Write out the listing below again, switching "wooden serving board" to "marble cutting board" wherever it occurs and leaving every other character as it is.

* start Provided records *

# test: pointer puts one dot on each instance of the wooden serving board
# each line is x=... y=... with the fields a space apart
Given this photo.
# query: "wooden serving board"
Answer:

* end Provided records *

Exercise result:
# test: pointer puts one dot on each instance of the marble cutting board
# each line is x=... y=... with the fields a space apart
Given this photo.
# query: "marble cutting board"
Answer:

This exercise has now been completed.